▶ **Task instructions**:
In the listing below, locate the line containing "Target: tree shadow on lawn" and the line containing "Practice step: find every instance of the multi-pane". Output both of them and every line between, exactly as written, and nothing more.

-------- Extracted records

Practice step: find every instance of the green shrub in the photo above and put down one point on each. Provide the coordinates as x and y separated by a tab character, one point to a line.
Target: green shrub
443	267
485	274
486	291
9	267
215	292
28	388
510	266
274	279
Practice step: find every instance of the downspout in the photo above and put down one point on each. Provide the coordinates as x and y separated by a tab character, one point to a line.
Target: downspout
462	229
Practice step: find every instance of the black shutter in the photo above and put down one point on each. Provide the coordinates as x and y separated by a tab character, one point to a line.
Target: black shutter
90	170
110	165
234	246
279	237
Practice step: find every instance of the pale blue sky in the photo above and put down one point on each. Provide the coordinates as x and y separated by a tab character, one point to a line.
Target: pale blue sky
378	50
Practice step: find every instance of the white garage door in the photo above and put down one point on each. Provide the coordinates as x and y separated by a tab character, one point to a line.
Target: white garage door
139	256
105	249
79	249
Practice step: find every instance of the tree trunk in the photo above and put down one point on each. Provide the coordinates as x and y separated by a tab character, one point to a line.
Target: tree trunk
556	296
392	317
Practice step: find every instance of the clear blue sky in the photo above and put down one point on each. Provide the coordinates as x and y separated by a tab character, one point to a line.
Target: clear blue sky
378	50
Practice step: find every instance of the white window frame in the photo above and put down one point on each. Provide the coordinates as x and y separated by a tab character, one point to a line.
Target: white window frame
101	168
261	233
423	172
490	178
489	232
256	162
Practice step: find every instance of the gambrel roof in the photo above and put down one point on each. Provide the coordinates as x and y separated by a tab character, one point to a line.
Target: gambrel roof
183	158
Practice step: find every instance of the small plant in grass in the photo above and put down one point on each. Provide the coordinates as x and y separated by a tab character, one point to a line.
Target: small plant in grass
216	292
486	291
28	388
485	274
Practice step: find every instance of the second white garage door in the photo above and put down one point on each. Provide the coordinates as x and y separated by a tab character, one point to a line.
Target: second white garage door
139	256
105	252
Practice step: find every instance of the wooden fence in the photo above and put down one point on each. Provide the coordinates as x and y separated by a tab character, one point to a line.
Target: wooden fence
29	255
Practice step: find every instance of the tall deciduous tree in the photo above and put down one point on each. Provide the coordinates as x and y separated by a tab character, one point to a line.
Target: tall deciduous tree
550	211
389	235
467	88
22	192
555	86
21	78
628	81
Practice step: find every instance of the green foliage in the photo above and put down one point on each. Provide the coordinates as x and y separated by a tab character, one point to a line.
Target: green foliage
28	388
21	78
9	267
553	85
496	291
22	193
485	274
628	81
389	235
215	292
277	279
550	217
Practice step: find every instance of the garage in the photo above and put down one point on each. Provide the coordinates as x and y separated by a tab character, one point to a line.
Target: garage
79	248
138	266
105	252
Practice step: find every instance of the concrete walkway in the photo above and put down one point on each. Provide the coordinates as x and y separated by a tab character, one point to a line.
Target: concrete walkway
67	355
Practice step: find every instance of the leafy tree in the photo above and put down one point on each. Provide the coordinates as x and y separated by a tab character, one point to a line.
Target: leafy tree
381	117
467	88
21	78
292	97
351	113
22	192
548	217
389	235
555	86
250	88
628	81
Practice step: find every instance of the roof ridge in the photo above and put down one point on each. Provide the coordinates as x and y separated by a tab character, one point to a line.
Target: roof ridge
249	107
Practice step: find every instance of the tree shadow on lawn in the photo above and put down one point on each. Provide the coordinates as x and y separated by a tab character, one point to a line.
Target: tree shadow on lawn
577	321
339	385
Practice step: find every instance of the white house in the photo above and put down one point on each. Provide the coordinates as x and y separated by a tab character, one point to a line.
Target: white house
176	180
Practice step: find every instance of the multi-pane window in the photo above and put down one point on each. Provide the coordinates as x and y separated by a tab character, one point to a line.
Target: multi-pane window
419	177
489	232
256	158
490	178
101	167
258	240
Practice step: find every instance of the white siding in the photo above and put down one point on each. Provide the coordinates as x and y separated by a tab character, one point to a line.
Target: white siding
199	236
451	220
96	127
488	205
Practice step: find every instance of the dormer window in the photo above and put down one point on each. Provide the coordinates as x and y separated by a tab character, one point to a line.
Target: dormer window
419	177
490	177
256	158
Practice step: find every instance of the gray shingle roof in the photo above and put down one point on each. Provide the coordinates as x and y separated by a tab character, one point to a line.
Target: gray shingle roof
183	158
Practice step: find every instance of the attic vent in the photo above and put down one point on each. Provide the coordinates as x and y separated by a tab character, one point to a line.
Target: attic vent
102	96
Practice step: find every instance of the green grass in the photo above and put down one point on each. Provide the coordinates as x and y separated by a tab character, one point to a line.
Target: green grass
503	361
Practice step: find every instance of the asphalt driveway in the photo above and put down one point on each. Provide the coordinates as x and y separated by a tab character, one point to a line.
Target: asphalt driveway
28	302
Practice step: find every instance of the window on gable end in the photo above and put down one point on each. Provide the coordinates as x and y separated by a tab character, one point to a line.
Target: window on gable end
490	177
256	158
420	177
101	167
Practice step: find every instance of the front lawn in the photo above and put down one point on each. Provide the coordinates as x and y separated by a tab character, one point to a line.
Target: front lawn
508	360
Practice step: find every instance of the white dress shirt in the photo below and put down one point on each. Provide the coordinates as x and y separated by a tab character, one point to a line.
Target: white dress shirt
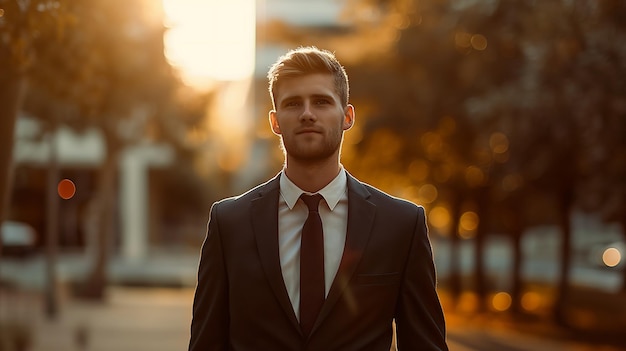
292	213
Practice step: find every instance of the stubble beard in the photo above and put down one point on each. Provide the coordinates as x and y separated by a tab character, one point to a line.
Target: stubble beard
307	154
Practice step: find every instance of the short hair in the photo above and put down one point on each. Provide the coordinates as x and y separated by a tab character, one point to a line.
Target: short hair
307	60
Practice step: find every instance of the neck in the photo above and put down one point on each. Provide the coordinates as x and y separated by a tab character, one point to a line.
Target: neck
310	176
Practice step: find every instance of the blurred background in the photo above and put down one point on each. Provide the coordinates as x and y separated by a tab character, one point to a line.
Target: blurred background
122	121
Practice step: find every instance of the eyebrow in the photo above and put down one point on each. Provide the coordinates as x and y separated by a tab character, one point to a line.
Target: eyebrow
314	96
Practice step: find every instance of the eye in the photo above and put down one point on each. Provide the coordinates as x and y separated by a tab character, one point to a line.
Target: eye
292	103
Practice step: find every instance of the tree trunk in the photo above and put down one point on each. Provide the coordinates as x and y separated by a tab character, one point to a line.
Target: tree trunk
52	227
517	285
480	279
455	262
105	199
623	288
11	94
562	294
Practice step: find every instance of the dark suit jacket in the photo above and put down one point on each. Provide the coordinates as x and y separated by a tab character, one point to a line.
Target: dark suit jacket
386	272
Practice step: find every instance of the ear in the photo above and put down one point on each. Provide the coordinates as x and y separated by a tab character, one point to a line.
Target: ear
348	118
274	122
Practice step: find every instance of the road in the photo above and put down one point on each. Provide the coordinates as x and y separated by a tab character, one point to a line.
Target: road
158	320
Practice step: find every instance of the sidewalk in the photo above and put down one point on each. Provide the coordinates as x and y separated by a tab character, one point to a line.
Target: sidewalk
132	319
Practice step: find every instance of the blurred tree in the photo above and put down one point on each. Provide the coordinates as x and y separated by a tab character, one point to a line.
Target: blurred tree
503	76
598	86
110	73
21	24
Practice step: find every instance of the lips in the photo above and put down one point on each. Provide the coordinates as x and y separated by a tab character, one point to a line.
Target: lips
308	130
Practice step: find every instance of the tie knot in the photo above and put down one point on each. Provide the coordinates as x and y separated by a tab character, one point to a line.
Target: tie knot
312	201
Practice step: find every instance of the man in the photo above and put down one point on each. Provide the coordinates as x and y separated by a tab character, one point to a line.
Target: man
283	272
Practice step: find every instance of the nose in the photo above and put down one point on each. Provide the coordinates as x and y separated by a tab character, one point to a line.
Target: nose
307	113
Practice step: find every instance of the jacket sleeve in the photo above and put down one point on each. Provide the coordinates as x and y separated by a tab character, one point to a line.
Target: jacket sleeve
210	320
420	323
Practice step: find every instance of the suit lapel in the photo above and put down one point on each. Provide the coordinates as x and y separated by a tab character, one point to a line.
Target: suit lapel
265	223
361	214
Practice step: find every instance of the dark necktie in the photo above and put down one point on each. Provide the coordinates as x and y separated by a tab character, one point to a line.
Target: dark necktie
312	292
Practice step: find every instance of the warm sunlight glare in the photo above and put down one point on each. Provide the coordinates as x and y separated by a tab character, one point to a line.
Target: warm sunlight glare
66	189
611	257
210	40
501	301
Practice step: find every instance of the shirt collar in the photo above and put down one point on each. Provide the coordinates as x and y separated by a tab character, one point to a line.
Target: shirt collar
332	193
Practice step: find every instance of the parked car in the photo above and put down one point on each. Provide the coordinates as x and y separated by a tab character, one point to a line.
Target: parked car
18	238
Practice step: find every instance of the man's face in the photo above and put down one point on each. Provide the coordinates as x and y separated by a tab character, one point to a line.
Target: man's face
309	117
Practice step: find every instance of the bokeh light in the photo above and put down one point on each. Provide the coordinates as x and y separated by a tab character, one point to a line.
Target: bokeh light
611	257
501	301
66	189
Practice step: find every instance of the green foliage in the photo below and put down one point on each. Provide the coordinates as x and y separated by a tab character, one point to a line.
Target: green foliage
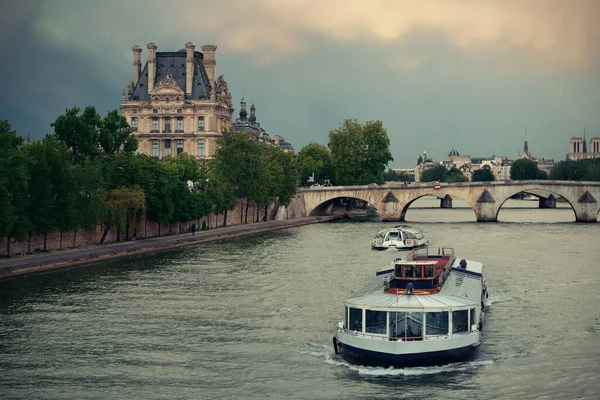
580	170
314	159
359	152
524	169
483	175
115	134
89	135
14	179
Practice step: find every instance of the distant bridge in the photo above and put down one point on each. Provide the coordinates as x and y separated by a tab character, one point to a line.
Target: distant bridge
485	198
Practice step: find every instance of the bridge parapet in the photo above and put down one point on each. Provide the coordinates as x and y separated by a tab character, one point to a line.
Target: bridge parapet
485	198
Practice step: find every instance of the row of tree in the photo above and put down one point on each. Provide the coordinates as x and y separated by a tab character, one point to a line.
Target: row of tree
86	174
357	154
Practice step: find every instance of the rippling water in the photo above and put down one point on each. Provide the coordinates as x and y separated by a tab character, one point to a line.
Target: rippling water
253	317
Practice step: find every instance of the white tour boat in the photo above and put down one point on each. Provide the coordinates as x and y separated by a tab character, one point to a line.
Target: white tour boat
399	238
423	310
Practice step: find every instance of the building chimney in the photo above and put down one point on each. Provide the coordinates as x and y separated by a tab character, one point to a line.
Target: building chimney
137	64
210	64
189	69
151	65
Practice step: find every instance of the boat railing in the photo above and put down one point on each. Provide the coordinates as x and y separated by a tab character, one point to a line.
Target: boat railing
402	338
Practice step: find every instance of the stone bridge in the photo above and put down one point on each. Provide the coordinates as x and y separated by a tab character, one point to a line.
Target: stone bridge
393	200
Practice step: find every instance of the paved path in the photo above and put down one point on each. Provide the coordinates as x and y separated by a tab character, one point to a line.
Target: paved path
28	264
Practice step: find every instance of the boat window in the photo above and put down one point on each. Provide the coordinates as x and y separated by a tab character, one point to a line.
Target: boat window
460	321
413	271
428	271
355	322
376	321
397	324
346	322
399	271
406	325
437	323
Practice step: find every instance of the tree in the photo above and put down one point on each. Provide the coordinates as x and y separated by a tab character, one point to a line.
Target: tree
219	190
14	179
115	134
79	132
63	185
437	173
314	159
483	175
359	152
239	158
41	193
122	208
525	169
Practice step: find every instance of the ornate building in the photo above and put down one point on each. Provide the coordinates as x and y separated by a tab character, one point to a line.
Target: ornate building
175	103
578	148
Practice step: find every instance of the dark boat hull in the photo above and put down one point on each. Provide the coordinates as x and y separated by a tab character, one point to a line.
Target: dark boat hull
358	356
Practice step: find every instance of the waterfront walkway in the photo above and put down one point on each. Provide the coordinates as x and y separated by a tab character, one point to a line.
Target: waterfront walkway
20	266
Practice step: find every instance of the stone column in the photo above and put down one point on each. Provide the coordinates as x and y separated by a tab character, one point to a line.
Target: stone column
210	63
137	64
151	65
189	69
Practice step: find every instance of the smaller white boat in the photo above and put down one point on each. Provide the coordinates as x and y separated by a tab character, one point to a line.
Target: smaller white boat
400	238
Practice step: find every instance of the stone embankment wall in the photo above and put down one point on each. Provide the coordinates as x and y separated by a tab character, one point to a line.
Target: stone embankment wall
144	229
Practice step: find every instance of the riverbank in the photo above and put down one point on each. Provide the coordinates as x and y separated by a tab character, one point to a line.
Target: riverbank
34	263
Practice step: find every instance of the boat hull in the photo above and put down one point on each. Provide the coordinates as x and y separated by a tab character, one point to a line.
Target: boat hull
370	358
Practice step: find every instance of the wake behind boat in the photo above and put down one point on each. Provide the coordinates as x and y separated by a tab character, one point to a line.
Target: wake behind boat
399	238
425	310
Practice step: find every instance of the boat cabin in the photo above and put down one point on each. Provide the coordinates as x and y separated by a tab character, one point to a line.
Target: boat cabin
423	274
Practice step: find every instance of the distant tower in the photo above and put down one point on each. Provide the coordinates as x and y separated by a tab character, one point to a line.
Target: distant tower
252	114
243	112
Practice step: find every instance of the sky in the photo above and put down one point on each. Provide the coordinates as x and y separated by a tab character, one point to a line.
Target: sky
474	75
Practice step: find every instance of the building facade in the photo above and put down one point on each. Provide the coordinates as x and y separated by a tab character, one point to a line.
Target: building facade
176	104
578	149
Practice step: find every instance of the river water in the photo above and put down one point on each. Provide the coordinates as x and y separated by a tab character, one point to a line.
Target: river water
253	317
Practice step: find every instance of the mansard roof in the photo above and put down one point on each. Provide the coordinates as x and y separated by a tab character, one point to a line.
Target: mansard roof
174	63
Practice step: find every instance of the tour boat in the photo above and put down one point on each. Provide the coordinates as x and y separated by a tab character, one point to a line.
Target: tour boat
399	238
423	310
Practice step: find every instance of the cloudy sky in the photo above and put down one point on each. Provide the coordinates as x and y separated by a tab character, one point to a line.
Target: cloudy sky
468	74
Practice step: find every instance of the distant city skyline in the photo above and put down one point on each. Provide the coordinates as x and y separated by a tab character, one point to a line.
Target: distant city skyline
457	74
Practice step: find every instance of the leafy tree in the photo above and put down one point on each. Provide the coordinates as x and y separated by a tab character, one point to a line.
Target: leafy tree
314	159
437	173
79	132
41	208
186	166
63	185
115	134
483	175
525	169
123	207
239	158
359	152
14	221
219	190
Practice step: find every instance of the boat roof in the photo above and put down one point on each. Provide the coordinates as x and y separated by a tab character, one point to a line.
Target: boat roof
401	228
462	288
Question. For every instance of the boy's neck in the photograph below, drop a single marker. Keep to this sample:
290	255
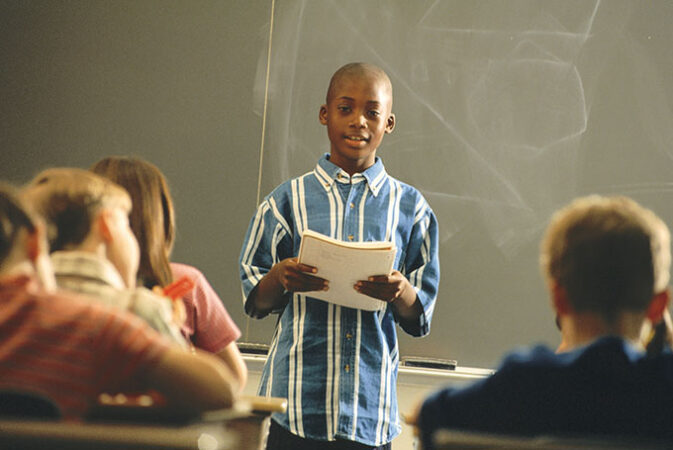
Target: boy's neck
352	167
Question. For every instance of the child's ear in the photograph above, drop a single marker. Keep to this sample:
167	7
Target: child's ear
655	311
33	244
104	227
322	115
390	123
559	298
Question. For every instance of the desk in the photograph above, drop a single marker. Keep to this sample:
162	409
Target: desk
26	434
239	428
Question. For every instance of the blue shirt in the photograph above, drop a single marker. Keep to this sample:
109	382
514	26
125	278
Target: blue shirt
605	388
337	366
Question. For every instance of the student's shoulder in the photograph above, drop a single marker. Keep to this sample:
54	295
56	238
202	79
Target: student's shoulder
181	270
288	188
407	190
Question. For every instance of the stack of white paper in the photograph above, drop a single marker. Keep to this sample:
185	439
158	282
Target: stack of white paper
345	263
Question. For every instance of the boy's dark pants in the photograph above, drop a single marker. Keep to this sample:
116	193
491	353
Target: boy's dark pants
281	439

----------------

▶ **Solution to this exercise**:
Target: tree shadow on lawn
577	321
339	385
Practice step: find every instance of the white house in the photo above and put down one point on each. Provide the coordinates as x and y separated by a tab character, one point to a line.
Target: white house
176	180
Practice step: find every instance of the multi-pane window in the photo above and put down one point on each. Provide the coordinates as x and y separated by a tab character, one point to a line.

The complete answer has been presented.